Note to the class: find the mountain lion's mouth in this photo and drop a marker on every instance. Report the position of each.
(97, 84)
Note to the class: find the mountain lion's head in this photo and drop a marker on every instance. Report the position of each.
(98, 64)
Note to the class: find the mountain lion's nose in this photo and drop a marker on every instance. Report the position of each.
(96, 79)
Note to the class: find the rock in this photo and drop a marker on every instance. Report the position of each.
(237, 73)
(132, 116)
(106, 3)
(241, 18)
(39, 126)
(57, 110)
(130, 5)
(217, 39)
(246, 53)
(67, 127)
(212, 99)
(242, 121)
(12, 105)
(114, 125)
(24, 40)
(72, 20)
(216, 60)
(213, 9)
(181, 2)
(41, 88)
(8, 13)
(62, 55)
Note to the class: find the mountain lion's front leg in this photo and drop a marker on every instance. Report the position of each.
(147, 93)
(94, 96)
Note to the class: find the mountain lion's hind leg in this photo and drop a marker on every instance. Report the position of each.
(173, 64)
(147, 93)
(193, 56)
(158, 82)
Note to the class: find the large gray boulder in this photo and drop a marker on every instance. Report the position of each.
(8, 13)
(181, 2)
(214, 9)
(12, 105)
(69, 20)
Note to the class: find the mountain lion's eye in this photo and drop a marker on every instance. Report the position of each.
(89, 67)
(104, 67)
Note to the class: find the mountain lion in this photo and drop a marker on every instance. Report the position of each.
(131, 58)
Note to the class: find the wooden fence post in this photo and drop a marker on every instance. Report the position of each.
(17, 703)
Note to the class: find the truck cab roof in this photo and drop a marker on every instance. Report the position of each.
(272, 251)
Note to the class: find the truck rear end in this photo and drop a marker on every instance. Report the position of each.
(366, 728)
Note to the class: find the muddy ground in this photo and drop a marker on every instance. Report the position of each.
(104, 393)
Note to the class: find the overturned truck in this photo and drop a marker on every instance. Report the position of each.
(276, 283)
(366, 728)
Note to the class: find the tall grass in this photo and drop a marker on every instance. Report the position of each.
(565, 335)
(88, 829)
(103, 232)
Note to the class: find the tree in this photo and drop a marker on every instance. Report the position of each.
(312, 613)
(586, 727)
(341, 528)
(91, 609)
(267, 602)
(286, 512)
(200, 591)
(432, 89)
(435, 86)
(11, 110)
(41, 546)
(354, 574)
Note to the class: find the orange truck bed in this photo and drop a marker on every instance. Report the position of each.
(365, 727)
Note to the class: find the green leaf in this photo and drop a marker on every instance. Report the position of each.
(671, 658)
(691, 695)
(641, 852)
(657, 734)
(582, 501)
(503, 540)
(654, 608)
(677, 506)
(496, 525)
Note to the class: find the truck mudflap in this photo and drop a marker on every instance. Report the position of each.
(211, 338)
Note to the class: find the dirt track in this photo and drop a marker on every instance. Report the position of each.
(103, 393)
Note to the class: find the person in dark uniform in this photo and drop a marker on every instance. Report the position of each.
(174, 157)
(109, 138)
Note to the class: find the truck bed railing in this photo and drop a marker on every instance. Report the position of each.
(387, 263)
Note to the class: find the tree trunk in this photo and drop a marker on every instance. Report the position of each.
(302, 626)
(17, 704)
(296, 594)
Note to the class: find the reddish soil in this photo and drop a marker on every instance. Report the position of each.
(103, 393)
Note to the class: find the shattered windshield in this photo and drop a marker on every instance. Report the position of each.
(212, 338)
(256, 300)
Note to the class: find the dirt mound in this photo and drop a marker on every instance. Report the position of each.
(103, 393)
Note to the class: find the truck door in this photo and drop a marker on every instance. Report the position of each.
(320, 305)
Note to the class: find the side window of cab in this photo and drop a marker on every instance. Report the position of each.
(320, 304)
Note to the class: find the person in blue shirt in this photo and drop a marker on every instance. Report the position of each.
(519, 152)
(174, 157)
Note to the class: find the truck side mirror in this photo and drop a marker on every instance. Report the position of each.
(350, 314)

· · · ·

◆ The exercise: Your task is to retype all the records above with nothing left out.

◆ Output below:
Note to the class: find the mountain lion's mouth in this photo and drop a marker on every instance. Report the position of each.
(97, 84)
Note to the class: find the mountain lion's head in this photo and drop a marker on every instance. Report the position of each.
(98, 64)
Note to the class: find the mountain lion's nose in this photo and drop a marker on every instance. Report the position of each.
(96, 79)
Note to the class: find the rock in this photo and drop a marker on every instance. Report the position of each.
(237, 73)
(132, 116)
(106, 3)
(241, 18)
(39, 126)
(57, 110)
(130, 5)
(217, 39)
(246, 53)
(67, 127)
(212, 99)
(242, 121)
(12, 105)
(114, 125)
(24, 40)
(72, 20)
(216, 60)
(213, 9)
(181, 2)
(41, 88)
(8, 13)
(62, 55)
Note to the class: find the mountain lion's front leg in this photo and drop a marker on every instance. Report the position of each.
(147, 93)
(94, 96)
Note to the class: find the mountain lion's hind leg in this photo and drop a marker on every instance. Report the position of each.
(173, 64)
(147, 93)
(193, 56)
(158, 82)
Note to the class: find the large gray boulder in this photo and drop a marker on every instance. Report the position of each.
(8, 13)
(181, 2)
(214, 9)
(12, 105)
(69, 20)
Note to the class: find the mountain lion's eye in this photo and drop a marker on every instance. Report the position of each.
(89, 67)
(104, 67)
Note to the class: find the mountain lion in this photo and drop a marker on every instance. Report the position of each.
(131, 58)
Note to the class: find the wooden fence post in this photo and drop a marker on every instance. Report the position of each.
(17, 703)
Note to the class: find the truck cab roof in this photo and drop a marker on every instance. Report the position of each.
(272, 251)
Note to the class: find the truck rear end in this photo and drop a marker on every instance. Report the position of each.
(366, 728)
Note to the class: find the muddy ground in this photo and drop a marker on every instance. Report the position of each.
(104, 393)
Note to the class: find the overturned truck in this photo and drop a marker on every instance. Report the position of each.
(276, 283)
(366, 728)
Note to the class: find the tall grass in this photo and drop a marker on every instance. Report the position of each.
(565, 335)
(88, 829)
(103, 232)
Note to the class: find the tree in this photo and drop a marker on every instance. Report the position of each.
(312, 613)
(586, 727)
(341, 528)
(91, 609)
(267, 602)
(286, 512)
(200, 591)
(432, 89)
(435, 86)
(11, 110)
(41, 546)
(354, 574)
Note to the class: find the orange truck bed in this photo and drop a marker on every instance. Report the position of each.
(365, 727)
Note to the class: find the green leaf in this photo and drop a marker on every instance. Report the position of each.
(671, 658)
(691, 695)
(641, 852)
(657, 734)
(582, 501)
(503, 540)
(654, 608)
(677, 506)
(496, 525)
Note to the class: find the truck mudflap in this photo and drop a marker on every instance. Report the position of each.
(211, 338)
Note to the class: find the dirt track in this photo and drop a marker on every instance. Report the position of each.
(103, 393)
Note to the class: find the person in dark uniform in this photo and drop a marker on every instance. Report the position of each.
(174, 157)
(109, 138)
Note to the class: find the truck bed railing in this photo and drop a marker on every instance. Report the position of each.
(387, 263)
Note to the class: find the tree trunk in this photo and drop a marker on every instance. Report the position of each.
(302, 626)
(17, 704)
(296, 594)
Note to the class: find the reddish soil in this photo and drop a marker on every instance. Report the position of each.
(103, 393)
Note to the class: find the shattered windshield in this photo and drop a marker on every instance. Report the position of each.
(212, 338)
(256, 300)
Note to the class: find the dirt mound in this photo and drop a marker on every instance. Report the position of each.
(103, 393)
Note to the class: find the truck door in this photo and drop a marker on every instance. Report the position of each.
(320, 305)
Note to the class: find the side window of cab in this photo and drop a marker on every instance. Report the position of each.
(320, 304)
Note to the class: find the person in blue shirt in this photo and drop a marker on every instance. Report the position of each.
(519, 152)
(174, 157)
Note to the class: find the truck side mirror in this photo and drop a marker on every instance. Report the position of each.
(350, 314)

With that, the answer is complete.